--- Data ---

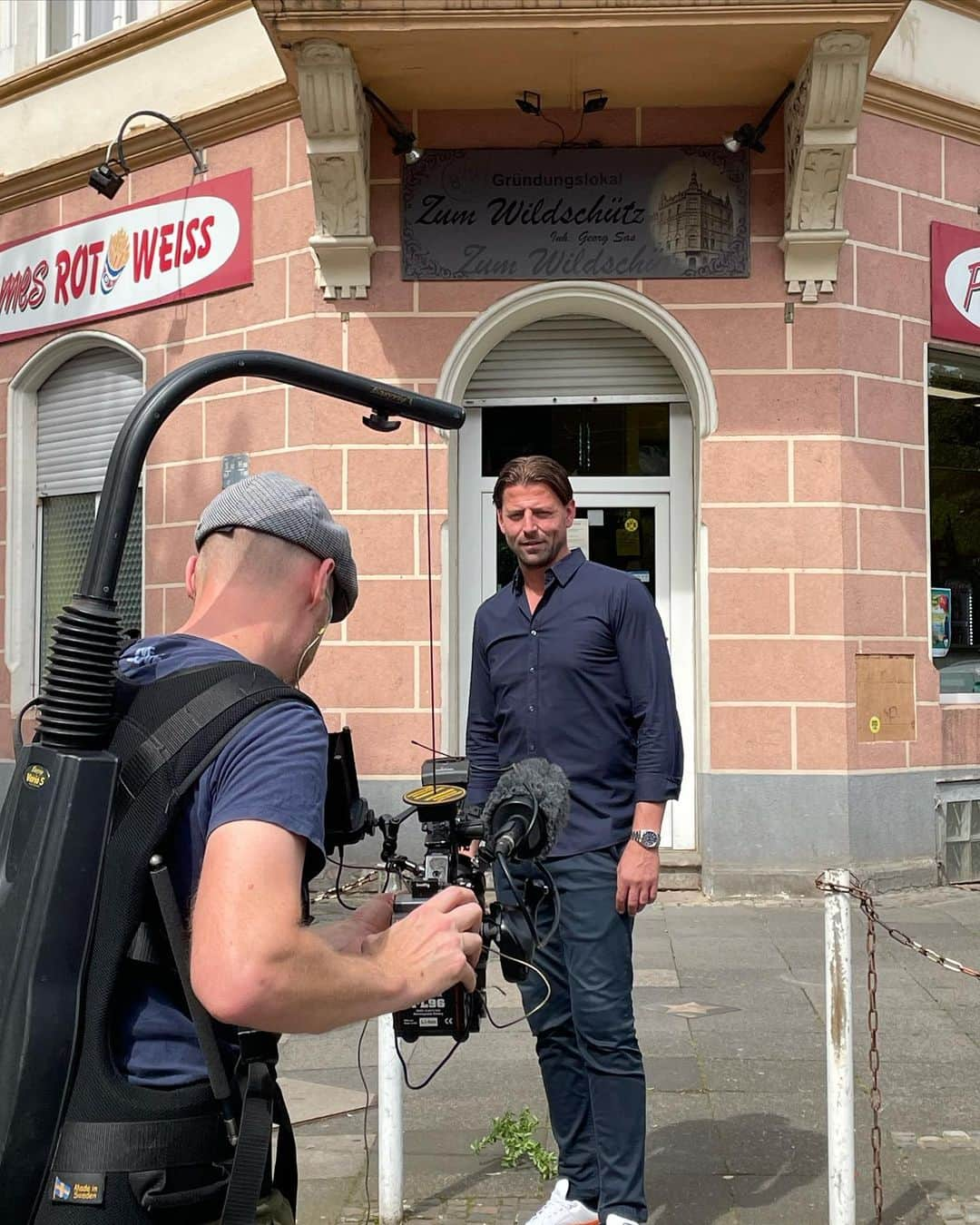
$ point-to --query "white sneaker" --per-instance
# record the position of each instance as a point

---
--- Data ---

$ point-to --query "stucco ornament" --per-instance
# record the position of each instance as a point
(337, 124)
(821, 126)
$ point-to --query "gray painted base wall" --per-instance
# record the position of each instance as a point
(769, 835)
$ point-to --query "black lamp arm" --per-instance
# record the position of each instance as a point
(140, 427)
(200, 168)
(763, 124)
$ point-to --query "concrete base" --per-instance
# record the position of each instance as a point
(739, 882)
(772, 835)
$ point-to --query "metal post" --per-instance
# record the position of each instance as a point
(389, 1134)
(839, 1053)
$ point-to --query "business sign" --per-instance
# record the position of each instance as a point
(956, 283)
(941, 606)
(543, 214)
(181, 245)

---

● **Task prompt**: Filter the records above, copying each line that contains the string "base". Matching is case-sensitive.

● **Output**:
$ point-to --query "gray painted base wall" --per-instance
$ point-to --query "concrete base" --per-instance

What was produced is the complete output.